**GIVEN TASK 1**
In the thread on comparing group means, swap "observations" for "data points" and reproduce the passage starting at "If I have two" and ending at "in sample sizes).".
**GIVEN TASK 2**
In the thread on comparing group means, what P-value does the R example posted by BruceET return?

**SOURCE EXTRACT**
5

If I have two groups, one with a sample size of, say, 700,000 observations and another with 10,000 observations and I want to test the difference between the means of the two groups, what would be the best way to go about it?

  1. Using Welch's t-test because it is not affected by unequal variances (which usually show up because of the difference in sample sizes).
  2. Taking a random sample from the '700,000' group? (a random sample of 10k observations). I took 1000 samples of 10k from the bigger group and the p-value was always <0.05. But another interesting thing I read somewhere that p-values are always low if the data sample size is really big.
  3. Any better way of doing it?

Also, will the Welch's t-test results be untrustworthy because of the underlying skewed distributions?

Nick Cox
  • 48,377
  • 8
  • 110
  • 156
Vardayini
  • 53
  • 4
  • 1
    **Not true** that the P-value is always low for large sample sizes. If there really is a difference, a large sample will increase the probability of detecting that. But if there is no difference, a large sample won't 'invent' one for you. Example in R: `set.seed(12); x = rnorm(1000,100,10); y = rnorm(1000,100,12)` `t.test(x,y)$p.val` returns P-value 0.1664101. – BruceET Aug 08 '20 at 00:18
  • 1
    1) Why do you say that the unequal variance shows up due to unequal sample sizes? 2) Do you mean Welch’s t-test as opposed to the equal- variance t-test? – Dave Aug 08 '20 at 01:28
  • @BruceET Thanks for the example, I shouldn't have stated it like a fact. What I meant by that was that because of the larger sample size the test would be sensitive to the smallest of difference. Maybe using something like Cohen's d would help look at the extent of the effect? – Vardayini Aug 09 '20 at 08:25
  • @Dave 1) I'm a newbie, so I read on a lot of answers that the assumption of equal sample sizes is there to say that approx. the variances are equal in the two groups. 2) Yes, I mean Welch's t-test. my bad, I'll update the question. – Vardayini Aug 09 '20 at 08:28
  • Your last paragraph seems to be the only place you refer to "underlying skewed distributions". With pronounced skewness, even whether t tests of any flavour are a good idea could be at issue. Other way round, if skewness here is a slip for unequal spread, please fix the question. – Nick Cox Aug 09 '20 at 10:17

1 Answers1

3

If you have data on $n_1 = 700,000$ in Group 1 and $n_2= 10,000,$ then I wonder about two issues:

(a) Unbiasedness. Were the observations randomly taken in order to represent the groups fairly? Or are they self-selected subjects who may not be representative. On the positive side, are these samples so large that they essentially exhaust their respective populations--perhaps making issues of sampling bias are less important.

(b) Descriptive or testing approach. With such large samples, it may be sufficient to show summary statistics, data tables, or graphical descriptions of the data. If you feel testing is important, then what would be the point of taking a subsample of the larger group? Doing that to "even up" the sample sizes is not necessary because test accommodate to unequal sample sizes. Doing that to improve "randomness" is futile: if the large sample is unrepresentative of the population, then a small subsample can be no better.

**DATA**
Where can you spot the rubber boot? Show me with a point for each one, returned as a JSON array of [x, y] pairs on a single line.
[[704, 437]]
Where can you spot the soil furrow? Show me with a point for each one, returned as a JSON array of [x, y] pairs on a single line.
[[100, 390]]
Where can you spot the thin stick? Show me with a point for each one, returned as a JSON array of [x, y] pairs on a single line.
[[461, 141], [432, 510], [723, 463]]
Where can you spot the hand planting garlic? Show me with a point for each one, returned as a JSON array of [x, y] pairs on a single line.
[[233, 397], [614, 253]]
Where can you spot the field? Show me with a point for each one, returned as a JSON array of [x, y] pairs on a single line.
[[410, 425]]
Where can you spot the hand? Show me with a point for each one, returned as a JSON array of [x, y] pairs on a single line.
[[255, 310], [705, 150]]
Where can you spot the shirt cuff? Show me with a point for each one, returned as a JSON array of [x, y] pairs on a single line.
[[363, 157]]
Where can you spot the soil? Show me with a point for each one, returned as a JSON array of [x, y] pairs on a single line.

**FULL ANSWER 1**
If I have two groups, one with a sample size of, say, 700,000 data points and another with 10,000 data points and I want to test the difference between the means of the two groups, what would be the best way to go about it?

  1. Using Welch's t-test because it is not affected by unequal variances (which usually show up because of the difference in sample sizes).

**FULL ANSWER 2**
0.1664101